* _Complete the following_
[1] From the dictionary entry for "commit," extract the passage starting with "These two were" and going on through "followed by with.", copied word for word.
[2] Show every line of the rows that contains the string "beret".

Part or all of this page has been imported from the 1913 edition of Webster’s Dictionary, which is now free of copyright and hence in the public domain. The imported definitions may be significantly out of date, and any more recent senses may be completely missing.

[edit] Etymology

From Latin committere (to bring together, join, compare, commit (a wrong), incur, give in charge, etc.) < com (together) + mittere (to send). See mission.

[edit] Verb

Infinitive
to commit

Third person singular
commits

Simple past
committed

Past participle
committed

Present participle
committing

to commit (third-person singular simple present commits, present participle committing, simple past and past participle committed)

  1. To give in trust; to put into charge or keeping; to intrust; to consign; -- used with to, unto.
    Commit thy way unto the Lord. Psalms xxxvii. 5.
    Bid him farewell, commit him to the grave. -Shakespeare
  2. To put in charge of a jailor; to imprison.
    These two were committed. -Clarendon
  3. To do; to perpetrate, as a crime, sin, or fault.
    Thou shalt not commit adultery. Exodus xx. 14.
  4. To join a contest; to match; -- followed by with.
  5. To pledge or bind; to compromise, expose, or endanger by some decisive act or preliminary step; -- often used reflexively; as, to commit one's self to a certain course.

* _Exercise input_
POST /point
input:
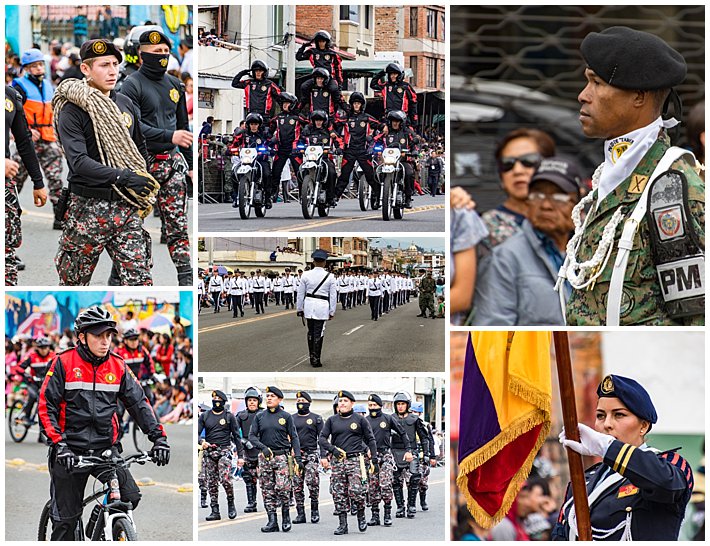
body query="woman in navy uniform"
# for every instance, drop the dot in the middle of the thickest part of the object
(636, 492)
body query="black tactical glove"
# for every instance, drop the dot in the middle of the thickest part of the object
(65, 456)
(161, 451)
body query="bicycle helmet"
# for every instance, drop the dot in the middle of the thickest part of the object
(253, 392)
(94, 320)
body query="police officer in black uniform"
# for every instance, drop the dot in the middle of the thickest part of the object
(636, 492)
(286, 130)
(252, 400)
(220, 428)
(16, 122)
(357, 130)
(384, 426)
(164, 121)
(408, 464)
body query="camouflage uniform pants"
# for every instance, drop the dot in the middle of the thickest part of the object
(217, 472)
(348, 484)
(50, 159)
(13, 232)
(275, 481)
(172, 205)
(381, 482)
(92, 225)
(310, 477)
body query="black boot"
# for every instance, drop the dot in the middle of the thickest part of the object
(422, 501)
(300, 514)
(387, 520)
(315, 516)
(343, 527)
(375, 519)
(214, 514)
(285, 519)
(361, 522)
(272, 526)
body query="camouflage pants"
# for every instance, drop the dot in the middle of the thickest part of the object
(310, 477)
(50, 159)
(172, 205)
(92, 225)
(217, 472)
(348, 485)
(381, 482)
(275, 481)
(13, 232)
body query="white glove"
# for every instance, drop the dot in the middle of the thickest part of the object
(591, 442)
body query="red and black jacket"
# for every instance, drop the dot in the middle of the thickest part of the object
(78, 402)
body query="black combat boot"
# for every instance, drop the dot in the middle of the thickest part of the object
(361, 521)
(343, 527)
(285, 519)
(315, 516)
(422, 501)
(387, 520)
(375, 519)
(272, 526)
(300, 514)
(214, 514)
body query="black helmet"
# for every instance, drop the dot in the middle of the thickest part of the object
(288, 97)
(319, 114)
(95, 319)
(396, 115)
(43, 342)
(259, 65)
(322, 35)
(253, 392)
(357, 97)
(254, 118)
(322, 72)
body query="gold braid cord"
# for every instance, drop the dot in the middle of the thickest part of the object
(116, 147)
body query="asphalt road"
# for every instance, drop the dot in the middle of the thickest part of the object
(165, 511)
(276, 342)
(40, 243)
(425, 526)
(427, 216)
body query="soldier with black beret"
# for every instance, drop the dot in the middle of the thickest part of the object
(647, 197)
(274, 434)
(636, 492)
(165, 123)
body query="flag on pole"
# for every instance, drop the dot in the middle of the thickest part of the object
(504, 419)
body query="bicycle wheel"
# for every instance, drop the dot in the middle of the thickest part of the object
(123, 530)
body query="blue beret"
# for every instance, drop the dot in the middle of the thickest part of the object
(633, 395)
(632, 59)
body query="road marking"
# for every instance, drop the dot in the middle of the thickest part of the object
(246, 321)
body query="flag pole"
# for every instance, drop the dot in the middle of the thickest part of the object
(569, 414)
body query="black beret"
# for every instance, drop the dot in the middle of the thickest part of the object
(346, 394)
(632, 59)
(99, 48)
(219, 394)
(633, 395)
(275, 390)
(304, 394)
(154, 37)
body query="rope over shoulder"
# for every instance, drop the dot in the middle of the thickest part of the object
(116, 147)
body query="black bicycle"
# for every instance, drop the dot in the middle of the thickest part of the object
(111, 518)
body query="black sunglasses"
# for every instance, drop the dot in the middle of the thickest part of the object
(528, 160)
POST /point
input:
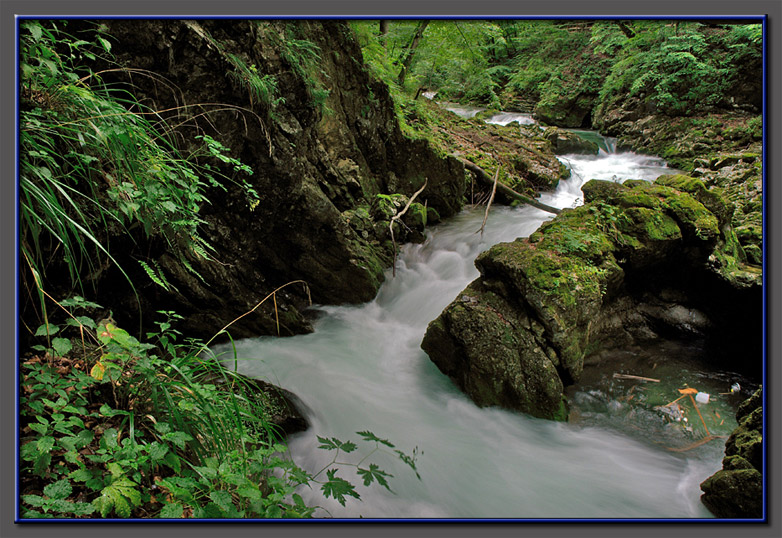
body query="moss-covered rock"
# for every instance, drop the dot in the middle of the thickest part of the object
(527, 160)
(737, 490)
(595, 276)
(566, 142)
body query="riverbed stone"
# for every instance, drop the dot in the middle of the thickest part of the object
(736, 491)
(566, 142)
(634, 263)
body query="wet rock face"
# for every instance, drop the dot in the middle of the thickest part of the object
(565, 142)
(736, 491)
(325, 144)
(639, 261)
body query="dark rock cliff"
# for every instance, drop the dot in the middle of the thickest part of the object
(324, 144)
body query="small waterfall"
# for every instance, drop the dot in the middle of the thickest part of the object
(363, 369)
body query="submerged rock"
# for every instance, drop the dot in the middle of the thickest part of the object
(736, 491)
(637, 262)
(565, 142)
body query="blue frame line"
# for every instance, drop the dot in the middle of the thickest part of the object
(763, 19)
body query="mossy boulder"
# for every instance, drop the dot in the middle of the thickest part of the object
(736, 491)
(566, 142)
(636, 262)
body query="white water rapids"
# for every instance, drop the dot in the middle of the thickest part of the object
(363, 369)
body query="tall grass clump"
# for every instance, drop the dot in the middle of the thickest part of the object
(94, 164)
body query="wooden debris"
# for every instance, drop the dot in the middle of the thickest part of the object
(635, 377)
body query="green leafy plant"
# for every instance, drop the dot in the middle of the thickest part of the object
(125, 428)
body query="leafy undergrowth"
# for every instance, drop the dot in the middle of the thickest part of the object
(112, 427)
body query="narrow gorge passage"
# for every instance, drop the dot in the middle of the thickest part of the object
(363, 369)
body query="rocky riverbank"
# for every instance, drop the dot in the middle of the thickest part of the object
(637, 262)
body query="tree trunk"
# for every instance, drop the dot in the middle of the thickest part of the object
(406, 58)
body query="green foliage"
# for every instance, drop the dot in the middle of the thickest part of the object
(169, 435)
(262, 89)
(675, 67)
(90, 169)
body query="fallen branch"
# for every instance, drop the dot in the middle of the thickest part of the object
(483, 177)
(491, 199)
(635, 377)
(396, 218)
(696, 444)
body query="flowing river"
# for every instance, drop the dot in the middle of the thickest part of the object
(363, 369)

* _Complete answers_
[1]
These two were committed. -Clarendon
  3. To do; to perpetrate, as a crime, sin, or fault.
    Thou shalt not commit adultery. Exodus xx. 14.
  4. To join a contest; to match; -- followed by with.

[2]
body query="soldier with black beret"
body query="blue beret"
body query="black beret"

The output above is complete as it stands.